# THE REQUEST
Beginning with the line containing "Task: point out every instance of the bunny statue in" and ending with the last line, repeat the records exactly.

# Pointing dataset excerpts
[start]

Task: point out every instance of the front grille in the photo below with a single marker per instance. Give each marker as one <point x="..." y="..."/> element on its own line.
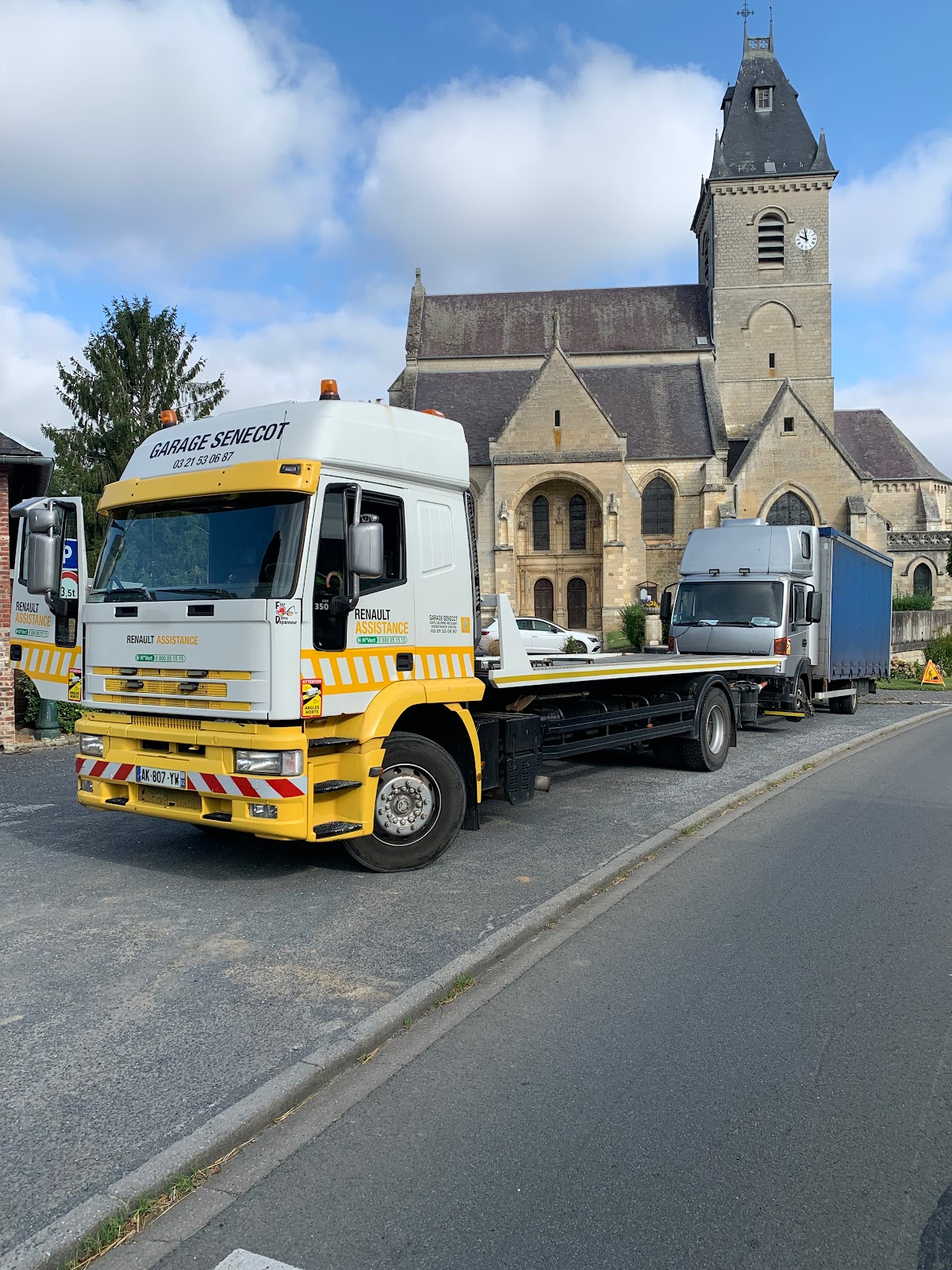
<point x="197" y="687"/>
<point x="182" y="799"/>
<point x="169" y="673"/>
<point x="165" y="722"/>
<point x="192" y="702"/>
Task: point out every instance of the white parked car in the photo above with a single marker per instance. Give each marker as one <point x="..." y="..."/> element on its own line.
<point x="541" y="637"/>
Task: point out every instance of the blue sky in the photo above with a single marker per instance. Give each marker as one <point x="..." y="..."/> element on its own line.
<point x="278" y="171"/>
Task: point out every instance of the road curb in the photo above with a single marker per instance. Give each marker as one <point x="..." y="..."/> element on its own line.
<point x="247" y="1118"/>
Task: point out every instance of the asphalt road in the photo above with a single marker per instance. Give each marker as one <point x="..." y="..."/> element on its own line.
<point x="152" y="975"/>
<point x="743" y="1064"/>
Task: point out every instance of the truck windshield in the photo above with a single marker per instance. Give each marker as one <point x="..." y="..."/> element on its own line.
<point x="729" y="603"/>
<point x="232" y="546"/>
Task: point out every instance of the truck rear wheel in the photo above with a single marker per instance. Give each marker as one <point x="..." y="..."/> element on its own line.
<point x="710" y="751"/>
<point x="418" y="810"/>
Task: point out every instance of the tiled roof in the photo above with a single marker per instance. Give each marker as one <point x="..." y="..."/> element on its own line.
<point x="10" y="448"/>
<point x="879" y="448"/>
<point x="480" y="400"/>
<point x="660" y="410"/>
<point x="596" y="321"/>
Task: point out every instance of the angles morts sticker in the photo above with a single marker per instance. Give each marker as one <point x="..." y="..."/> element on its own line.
<point x="310" y="698"/>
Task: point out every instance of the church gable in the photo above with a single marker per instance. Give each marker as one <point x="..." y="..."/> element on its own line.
<point x="793" y="452"/>
<point x="559" y="419"/>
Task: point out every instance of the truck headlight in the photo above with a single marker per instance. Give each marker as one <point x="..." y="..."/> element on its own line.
<point x="270" y="762"/>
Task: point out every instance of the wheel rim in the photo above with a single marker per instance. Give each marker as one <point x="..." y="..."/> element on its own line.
<point x="716" y="729"/>
<point x="406" y="804"/>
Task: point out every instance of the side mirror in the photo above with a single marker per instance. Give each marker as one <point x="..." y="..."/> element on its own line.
<point x="42" y="560"/>
<point x="41" y="520"/>
<point x="365" y="545"/>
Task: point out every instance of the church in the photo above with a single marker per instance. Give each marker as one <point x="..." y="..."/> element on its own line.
<point x="605" y="425"/>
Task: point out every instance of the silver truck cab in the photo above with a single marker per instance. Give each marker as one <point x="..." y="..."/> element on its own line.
<point x="753" y="588"/>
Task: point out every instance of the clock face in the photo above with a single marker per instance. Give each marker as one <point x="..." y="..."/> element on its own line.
<point x="806" y="239"/>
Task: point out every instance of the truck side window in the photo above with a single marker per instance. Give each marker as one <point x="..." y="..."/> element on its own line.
<point x="799" y="606"/>
<point x="65" y="622"/>
<point x="330" y="575"/>
<point x="390" y="512"/>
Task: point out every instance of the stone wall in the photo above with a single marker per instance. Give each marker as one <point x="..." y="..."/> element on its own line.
<point x="759" y="310"/>
<point x="913" y="629"/>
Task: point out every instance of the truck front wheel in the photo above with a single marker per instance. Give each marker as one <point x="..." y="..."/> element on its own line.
<point x="418" y="810"/>
<point x="710" y="751"/>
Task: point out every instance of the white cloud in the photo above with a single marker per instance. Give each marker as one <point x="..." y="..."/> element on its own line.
<point x="522" y="182"/>
<point x="287" y="360"/>
<point x="919" y="404"/>
<point x="892" y="228"/>
<point x="31" y="344"/>
<point x="145" y="126"/>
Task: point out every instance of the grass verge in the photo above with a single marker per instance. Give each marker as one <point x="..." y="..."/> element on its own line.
<point x="895" y="685"/>
<point x="118" y="1230"/>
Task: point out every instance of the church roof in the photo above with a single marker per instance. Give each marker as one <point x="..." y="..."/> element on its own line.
<point x="659" y="410"/>
<point x="480" y="400"/>
<point x="879" y="446"/>
<point x="754" y="139"/>
<point x="593" y="321"/>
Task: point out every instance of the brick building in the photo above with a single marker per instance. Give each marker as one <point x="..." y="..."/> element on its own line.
<point x="605" y="425"/>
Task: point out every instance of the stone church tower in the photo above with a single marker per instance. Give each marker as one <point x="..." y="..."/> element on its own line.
<point x="763" y="245"/>
<point x="605" y="425"/>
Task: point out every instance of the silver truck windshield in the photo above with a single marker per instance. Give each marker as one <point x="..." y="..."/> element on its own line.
<point x="230" y="546"/>
<point x="729" y="603"/>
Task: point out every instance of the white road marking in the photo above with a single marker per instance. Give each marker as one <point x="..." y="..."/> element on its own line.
<point x="243" y="1260"/>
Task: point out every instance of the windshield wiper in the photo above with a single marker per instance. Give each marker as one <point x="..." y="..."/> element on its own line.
<point x="122" y="592"/>
<point x="219" y="592"/>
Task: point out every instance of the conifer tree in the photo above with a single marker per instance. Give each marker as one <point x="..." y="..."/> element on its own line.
<point x="137" y="365"/>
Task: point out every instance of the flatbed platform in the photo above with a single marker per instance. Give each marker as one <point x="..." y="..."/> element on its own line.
<point x="516" y="667"/>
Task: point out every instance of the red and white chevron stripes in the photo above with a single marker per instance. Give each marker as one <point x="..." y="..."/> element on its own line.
<point x="205" y="783"/>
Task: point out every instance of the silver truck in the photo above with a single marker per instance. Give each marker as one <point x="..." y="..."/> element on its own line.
<point x="816" y="597"/>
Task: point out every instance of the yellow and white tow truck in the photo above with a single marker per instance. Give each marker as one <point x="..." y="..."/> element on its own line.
<point x="281" y="638"/>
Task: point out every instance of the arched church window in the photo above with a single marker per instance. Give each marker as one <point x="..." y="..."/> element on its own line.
<point x="539" y="524"/>
<point x="578" y="518"/>
<point x="790" y="508"/>
<point x="658" y="508"/>
<point x="922" y="581"/>
<point x="543" y="600"/>
<point x="577" y="596"/>
<point x="770" y="241"/>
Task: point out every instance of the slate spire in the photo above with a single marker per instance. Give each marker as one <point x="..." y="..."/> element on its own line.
<point x="765" y="129"/>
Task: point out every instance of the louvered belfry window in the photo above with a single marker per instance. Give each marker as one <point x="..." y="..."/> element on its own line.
<point x="770" y="241"/>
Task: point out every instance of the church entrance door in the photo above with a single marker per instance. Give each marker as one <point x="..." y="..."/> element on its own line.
<point x="577" y="592"/>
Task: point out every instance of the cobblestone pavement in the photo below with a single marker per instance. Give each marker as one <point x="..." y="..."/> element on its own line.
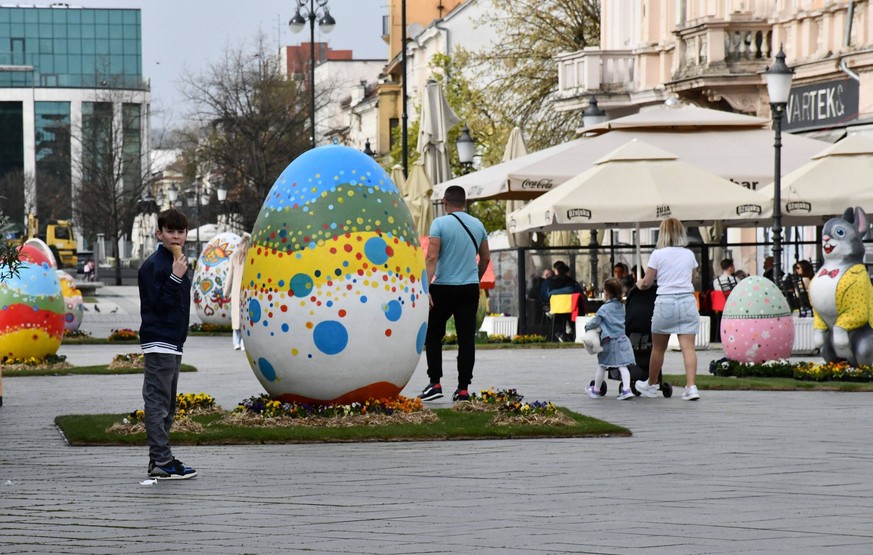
<point x="736" y="472"/>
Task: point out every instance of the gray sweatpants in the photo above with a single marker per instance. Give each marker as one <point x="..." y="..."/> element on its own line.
<point x="159" y="399"/>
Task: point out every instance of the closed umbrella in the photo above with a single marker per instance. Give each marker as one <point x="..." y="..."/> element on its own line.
<point x="832" y="180"/>
<point x="437" y="117"/>
<point x="418" y="192"/>
<point x="515" y="148"/>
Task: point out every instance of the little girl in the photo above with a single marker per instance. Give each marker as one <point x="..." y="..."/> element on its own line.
<point x="617" y="351"/>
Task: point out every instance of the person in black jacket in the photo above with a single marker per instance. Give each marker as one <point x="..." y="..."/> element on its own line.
<point x="165" y="305"/>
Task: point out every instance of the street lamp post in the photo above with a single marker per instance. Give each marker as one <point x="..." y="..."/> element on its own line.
<point x="466" y="149"/>
<point x="326" y="24"/>
<point x="779" y="78"/>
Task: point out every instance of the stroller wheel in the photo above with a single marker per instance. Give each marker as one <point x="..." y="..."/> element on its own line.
<point x="667" y="390"/>
<point x="602" y="387"/>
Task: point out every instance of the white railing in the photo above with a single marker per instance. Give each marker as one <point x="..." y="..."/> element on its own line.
<point x="593" y="69"/>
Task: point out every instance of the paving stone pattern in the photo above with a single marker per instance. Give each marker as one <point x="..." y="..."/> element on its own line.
<point x="736" y="472"/>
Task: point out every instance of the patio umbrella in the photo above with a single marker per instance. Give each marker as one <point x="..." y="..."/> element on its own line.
<point x="834" y="179"/>
<point x="515" y="148"/>
<point x="417" y="197"/>
<point x="732" y="146"/>
<point x="437" y="117"/>
<point x="640" y="185"/>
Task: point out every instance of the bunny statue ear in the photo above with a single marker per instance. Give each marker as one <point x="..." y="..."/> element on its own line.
<point x="861" y="222"/>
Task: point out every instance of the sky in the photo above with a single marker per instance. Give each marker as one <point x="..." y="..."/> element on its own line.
<point x="181" y="36"/>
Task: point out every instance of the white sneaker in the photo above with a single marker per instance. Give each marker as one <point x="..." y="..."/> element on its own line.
<point x="625" y="394"/>
<point x="647" y="390"/>
<point x="691" y="394"/>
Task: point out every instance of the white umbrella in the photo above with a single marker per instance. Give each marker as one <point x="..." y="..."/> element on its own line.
<point x="437" y="117"/>
<point x="641" y="185"/>
<point x="515" y="148"/>
<point x="732" y="146"/>
<point x="823" y="188"/>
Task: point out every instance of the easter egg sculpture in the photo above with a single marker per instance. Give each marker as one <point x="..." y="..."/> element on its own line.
<point x="334" y="288"/>
<point x="31" y="308"/>
<point x="74" y="305"/>
<point x="210" y="275"/>
<point x="756" y="325"/>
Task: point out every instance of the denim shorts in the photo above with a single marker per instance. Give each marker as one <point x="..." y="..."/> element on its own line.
<point x="676" y="314"/>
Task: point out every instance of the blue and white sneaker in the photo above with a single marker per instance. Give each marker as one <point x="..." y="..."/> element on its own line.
<point x="625" y="394"/>
<point x="173" y="470"/>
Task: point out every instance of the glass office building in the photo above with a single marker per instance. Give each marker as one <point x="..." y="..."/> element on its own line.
<point x="65" y="72"/>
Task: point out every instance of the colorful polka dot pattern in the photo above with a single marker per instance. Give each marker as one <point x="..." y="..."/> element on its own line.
<point x="74" y="305"/>
<point x="333" y="295"/>
<point x="757" y="325"/>
<point x="210" y="275"/>
<point x="31" y="308"/>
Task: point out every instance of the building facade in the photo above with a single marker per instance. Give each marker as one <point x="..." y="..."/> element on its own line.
<point x="712" y="53"/>
<point x="71" y="88"/>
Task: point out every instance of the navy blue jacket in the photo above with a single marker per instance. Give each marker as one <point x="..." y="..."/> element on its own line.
<point x="165" y="303"/>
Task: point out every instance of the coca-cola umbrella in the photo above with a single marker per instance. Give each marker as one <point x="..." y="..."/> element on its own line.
<point x="641" y="185"/>
<point x="732" y="146"/>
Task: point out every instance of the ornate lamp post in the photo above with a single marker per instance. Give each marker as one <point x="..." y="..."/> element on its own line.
<point x="779" y="78"/>
<point x="315" y="9"/>
<point x="466" y="149"/>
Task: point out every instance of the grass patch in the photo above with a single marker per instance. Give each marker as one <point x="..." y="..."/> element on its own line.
<point x="725" y="383"/>
<point x="77" y="370"/>
<point x="81" y="430"/>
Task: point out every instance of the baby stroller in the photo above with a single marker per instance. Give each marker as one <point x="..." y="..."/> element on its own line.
<point x="639" y="306"/>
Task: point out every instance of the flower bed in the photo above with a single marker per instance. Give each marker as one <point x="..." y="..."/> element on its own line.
<point x="128" y="360"/>
<point x="49" y="362"/>
<point x="804" y="371"/>
<point x="125" y="334"/>
<point x="187" y="405"/>
<point x="511" y="408"/>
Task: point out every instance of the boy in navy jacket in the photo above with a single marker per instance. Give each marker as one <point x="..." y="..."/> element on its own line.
<point x="165" y="299"/>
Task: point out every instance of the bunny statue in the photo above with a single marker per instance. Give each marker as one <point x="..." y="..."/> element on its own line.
<point x="841" y="293"/>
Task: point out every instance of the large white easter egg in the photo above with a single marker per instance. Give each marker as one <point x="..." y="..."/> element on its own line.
<point x="74" y="305"/>
<point x="334" y="288"/>
<point x="210" y="277"/>
<point x="756" y="325"/>
<point x="31" y="308"/>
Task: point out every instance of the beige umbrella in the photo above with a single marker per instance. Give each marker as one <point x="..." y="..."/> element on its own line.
<point x="437" y="117"/>
<point x="732" y="146"/>
<point x="834" y="179"/>
<point x="417" y="198"/>
<point x="640" y="185"/>
<point x="515" y="148"/>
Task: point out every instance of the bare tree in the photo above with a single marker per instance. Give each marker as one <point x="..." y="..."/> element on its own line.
<point x="250" y="123"/>
<point x="517" y="75"/>
<point x="113" y="166"/>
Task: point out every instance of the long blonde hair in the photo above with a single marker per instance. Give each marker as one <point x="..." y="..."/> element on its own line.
<point x="239" y="254"/>
<point x="671" y="234"/>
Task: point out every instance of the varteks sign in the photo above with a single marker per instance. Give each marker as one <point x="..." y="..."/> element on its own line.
<point x="821" y="105"/>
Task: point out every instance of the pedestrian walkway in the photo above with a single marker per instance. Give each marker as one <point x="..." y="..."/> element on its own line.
<point x="736" y="472"/>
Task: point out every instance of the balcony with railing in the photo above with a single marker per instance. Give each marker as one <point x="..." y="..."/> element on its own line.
<point x="593" y="69"/>
<point x="716" y="46"/>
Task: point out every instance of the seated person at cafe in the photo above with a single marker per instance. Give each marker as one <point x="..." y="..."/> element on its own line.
<point x="562" y="284"/>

[end]

# FULL ANSWER
Task: point out every instance of the bunny statue in the photo above with a single marker per instance. Give each marker as one <point x="..." y="..."/> element on its own line.
<point x="841" y="293"/>
Task: point out every instance of the large white easter egg in the photo above with a single marker per instance. Give each marker as one <point x="..." y="..."/> element on its own line.
<point x="74" y="305"/>
<point x="334" y="288"/>
<point x="210" y="277"/>
<point x="756" y="325"/>
<point x="31" y="308"/>
Task: point out every instance of the beige umbrella in the photo above with a single marker per instance. Give each marker as one <point x="..." y="..."/> element on its own line.
<point x="437" y="117"/>
<point x="732" y="146"/>
<point x="834" y="179"/>
<point x="417" y="198"/>
<point x="640" y="185"/>
<point x="515" y="148"/>
Task: point out every instance of the bare tree in the photo above with a single marker per instance. Give each marker as one <point x="..." y="..."/> element on its own line.
<point x="250" y="123"/>
<point x="517" y="75"/>
<point x="113" y="166"/>
Task: point out every instance of the long blonde hair in the photo above with a single marker per instance. Give each marker as one <point x="..." y="..."/> element on its own line.
<point x="239" y="254"/>
<point x="671" y="234"/>
Task: point out every instance of the varteks sign in the photo above with a single marker per instance. Give each marker as one <point x="..." y="..."/> element on its own line.
<point x="821" y="105"/>
Task: point out every instance of the pedestrian walkway in the photo above with a single marker per instance. Give each marker as one <point x="..." y="..."/> element on its own line.
<point x="736" y="472"/>
Task: point out every instance of the balcony with railing in the photo above with a single marker per instance. Give each marker as one <point x="..." y="..."/> element on its own line.
<point x="593" y="69"/>
<point x="716" y="46"/>
Task: point out every instance of the seated person at cafe in the photo above with a single marker per instance. Give each marker as one <point x="..." y="..."/> element on its own line.
<point x="562" y="284"/>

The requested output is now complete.